## Set task
Copy every record word for word.

>> Start Material shown

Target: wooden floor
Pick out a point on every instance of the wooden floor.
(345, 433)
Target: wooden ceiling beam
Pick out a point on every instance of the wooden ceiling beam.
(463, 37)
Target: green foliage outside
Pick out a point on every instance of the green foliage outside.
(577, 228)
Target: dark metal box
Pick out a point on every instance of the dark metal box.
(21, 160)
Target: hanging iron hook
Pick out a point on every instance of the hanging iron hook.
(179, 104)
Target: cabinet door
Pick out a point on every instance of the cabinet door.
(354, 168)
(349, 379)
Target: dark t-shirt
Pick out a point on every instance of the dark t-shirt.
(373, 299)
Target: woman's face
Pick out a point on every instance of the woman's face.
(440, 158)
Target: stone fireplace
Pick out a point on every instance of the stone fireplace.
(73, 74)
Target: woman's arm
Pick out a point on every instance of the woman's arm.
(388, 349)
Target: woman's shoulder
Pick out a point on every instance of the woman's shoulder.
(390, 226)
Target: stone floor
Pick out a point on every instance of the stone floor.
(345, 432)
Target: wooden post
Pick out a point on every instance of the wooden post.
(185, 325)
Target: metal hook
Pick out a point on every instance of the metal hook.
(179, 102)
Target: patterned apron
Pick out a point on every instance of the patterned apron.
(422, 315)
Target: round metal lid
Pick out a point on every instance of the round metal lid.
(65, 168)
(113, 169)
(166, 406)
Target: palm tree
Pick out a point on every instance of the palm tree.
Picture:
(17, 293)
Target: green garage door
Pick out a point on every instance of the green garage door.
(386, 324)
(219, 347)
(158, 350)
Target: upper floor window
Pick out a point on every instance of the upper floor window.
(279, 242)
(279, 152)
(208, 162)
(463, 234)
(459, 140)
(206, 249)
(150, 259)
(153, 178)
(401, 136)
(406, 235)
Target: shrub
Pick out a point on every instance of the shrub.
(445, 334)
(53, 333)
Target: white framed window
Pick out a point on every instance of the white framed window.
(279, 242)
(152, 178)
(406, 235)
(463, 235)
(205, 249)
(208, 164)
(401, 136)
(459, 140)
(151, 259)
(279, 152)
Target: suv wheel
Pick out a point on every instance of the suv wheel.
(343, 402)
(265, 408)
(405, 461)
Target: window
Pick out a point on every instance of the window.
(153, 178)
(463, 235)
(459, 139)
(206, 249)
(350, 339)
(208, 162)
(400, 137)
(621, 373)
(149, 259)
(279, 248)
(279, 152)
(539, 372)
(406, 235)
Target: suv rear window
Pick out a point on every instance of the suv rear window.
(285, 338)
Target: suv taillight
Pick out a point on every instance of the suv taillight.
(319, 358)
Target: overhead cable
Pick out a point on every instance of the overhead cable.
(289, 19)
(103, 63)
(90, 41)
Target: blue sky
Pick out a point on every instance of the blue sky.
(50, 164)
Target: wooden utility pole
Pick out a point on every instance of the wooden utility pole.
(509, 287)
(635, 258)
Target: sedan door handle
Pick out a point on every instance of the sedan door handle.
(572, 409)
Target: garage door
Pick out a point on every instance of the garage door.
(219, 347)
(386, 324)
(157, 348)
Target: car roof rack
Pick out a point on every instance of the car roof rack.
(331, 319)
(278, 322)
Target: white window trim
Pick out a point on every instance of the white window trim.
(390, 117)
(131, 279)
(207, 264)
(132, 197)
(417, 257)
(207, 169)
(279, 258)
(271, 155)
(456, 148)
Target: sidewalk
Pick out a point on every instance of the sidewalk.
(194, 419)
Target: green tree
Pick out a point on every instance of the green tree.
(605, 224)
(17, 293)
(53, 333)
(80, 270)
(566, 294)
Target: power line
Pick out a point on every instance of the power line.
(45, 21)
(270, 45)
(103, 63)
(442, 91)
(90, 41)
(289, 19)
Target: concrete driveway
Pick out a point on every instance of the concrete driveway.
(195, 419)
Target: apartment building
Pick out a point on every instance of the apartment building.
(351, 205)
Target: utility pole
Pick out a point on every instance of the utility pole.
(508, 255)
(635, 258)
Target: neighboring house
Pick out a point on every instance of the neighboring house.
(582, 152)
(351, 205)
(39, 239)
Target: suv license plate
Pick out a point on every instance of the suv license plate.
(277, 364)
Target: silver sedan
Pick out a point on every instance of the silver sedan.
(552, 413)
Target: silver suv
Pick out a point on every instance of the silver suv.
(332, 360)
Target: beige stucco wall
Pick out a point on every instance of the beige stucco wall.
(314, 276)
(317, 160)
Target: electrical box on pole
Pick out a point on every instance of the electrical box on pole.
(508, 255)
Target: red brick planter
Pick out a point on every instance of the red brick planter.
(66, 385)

>> End Material shown

## Expected answer
Target: wooden floor
Pick out a point on every instance of the wooden floor.
(345, 433)
Target: wooden ceiling beam
Pick out a point on every instance of the wooden ceiling beam.
(463, 37)
Target: green foliage outside
Pick out a point on every instance of the green foliage outside.
(577, 228)
Target: dark metal box
Pick out a point on every instance of the dark metal box.
(21, 160)
Target: hanging iron hook
Pick out a point on every instance of the hanging iron hook.
(179, 104)
Target: cabinet door
Pick out a point on every instance of the cabinet door.
(354, 168)
(349, 379)
Target: dark t-shirt
Pick out a point on every instance of the dark t-shirt.
(373, 299)
Target: woman's face
Pick out a point on every instance of the woman's face.
(440, 158)
Target: stone fireplace
Pick out a point on every instance of the stone fireplace.
(73, 74)
Target: woman's arm
Pick out a point on every instance of the woman's arm.
(388, 349)
Target: woman's shoulder
Pick out a point on every instance of the woman's shoulder.
(390, 226)
Target: stone floor
Pick out a point on every instance of the stone floor.
(345, 432)
Target: wooden post
Pick out a point on every instance of the wooden post.
(185, 325)
Target: metal hook
Pick out a point on every instance of the metal hook.
(179, 102)
Target: patterned apron
Pick out a point on every instance of the patterned apron.
(422, 315)
Target: round metal lid
Pick out a point on every instance of the round metal lid.
(65, 168)
(113, 169)
(166, 406)
Target: palm tree
Pick out a point on every instance of the palm tree.
Picture:
(17, 293)
Target: green garage door
Pick out a point on every instance of the green garage door.
(386, 324)
(219, 347)
(158, 350)
Target: upper floor window
Pick out a point on every instance of the upper floor window.
(279, 242)
(279, 152)
(208, 162)
(463, 234)
(459, 140)
(206, 249)
(150, 259)
(153, 178)
(401, 136)
(406, 235)
Target: shrub
Pick out a point on every instance of the shrub.
(445, 334)
(53, 333)
Target: white framed window
Pick out a point on every instance of the white framed window.
(279, 242)
(152, 178)
(406, 235)
(463, 235)
(205, 249)
(208, 164)
(401, 136)
(459, 140)
(151, 259)
(279, 152)
Target: suv wheel
Pick out a point on every instance of the suv wheel.
(343, 402)
(265, 408)
(405, 461)
Target: window
Pick out a point on every instance of the window.
(153, 178)
(463, 235)
(459, 139)
(206, 249)
(350, 339)
(208, 162)
(400, 137)
(621, 373)
(149, 259)
(279, 248)
(279, 152)
(539, 372)
(406, 235)
Target: suv rear window
Pick out a point on every instance of the suv rear window.
(285, 338)
Target: suv taillight
Pick out a point on every instance of the suv taillight.
(319, 358)
Target: overhead cable
Pick out a point on every instance of the overhead cable.
(289, 19)
(103, 63)
(90, 41)
Target: blue sky
Pick out a point on every instance of the blue sky.
(50, 164)
Target: wooden utility pole
Pick out a point on every instance of the wooden utility pole.
(509, 287)
(635, 258)
Target: sedan door handle
Pick out a point on every instance of the sedan door handle.
(572, 409)
Target: garage door
Pick out a point on every instance of the garage door.
(219, 347)
(386, 324)
(157, 348)
Target: car roof rack
Pick out a point on every instance of the car roof rack.
(331, 319)
(278, 322)
Target: white window trim
Pick out a point on every instance of the white window trim.
(390, 117)
(131, 279)
(207, 264)
(132, 197)
(417, 257)
(207, 169)
(279, 258)
(271, 155)
(456, 148)
Target: sidewalk
Pick out a point on every instance of the sidewalk.
(194, 419)
Target: green tree
Pick out a point on every instance of the green tree.
(605, 224)
(17, 293)
(53, 333)
(80, 270)
(566, 294)
Target: power line
Pick out a point on every instance of the power line.
(45, 21)
(270, 45)
(103, 63)
(442, 91)
(90, 41)
(289, 19)
Target: concrete driveway
Pick out a point on every instance of the concrete driveway.
(195, 419)
Target: apartment building
Pick out a point on every instance of the apartment building.
(351, 205)
Target: utility pole
Pick out a point on every instance of the utility pole.
(508, 255)
(635, 258)
Target: neighboring house
Pick out a point on every instance of the neighboring house.
(582, 152)
(351, 205)
(39, 239)
Target: suv license plate
Pick out a point on every instance of the suv license plate.
(277, 364)
Target: silver sedan
Pick out a point on every instance of the silver sedan.
(552, 413)
Target: silver suv
Pick out a point on every instance of the silver suv.
(332, 360)
Target: beige stucco wall
Pick out a point on every instance of the beige stucco wall.
(314, 276)
(317, 160)
Target: electrical box on pole
Pick out a point on every instance of the electrical box on pole.
(508, 255)
Target: red brick planter
Pick out a point on every instance of the red brick planter.
(66, 385)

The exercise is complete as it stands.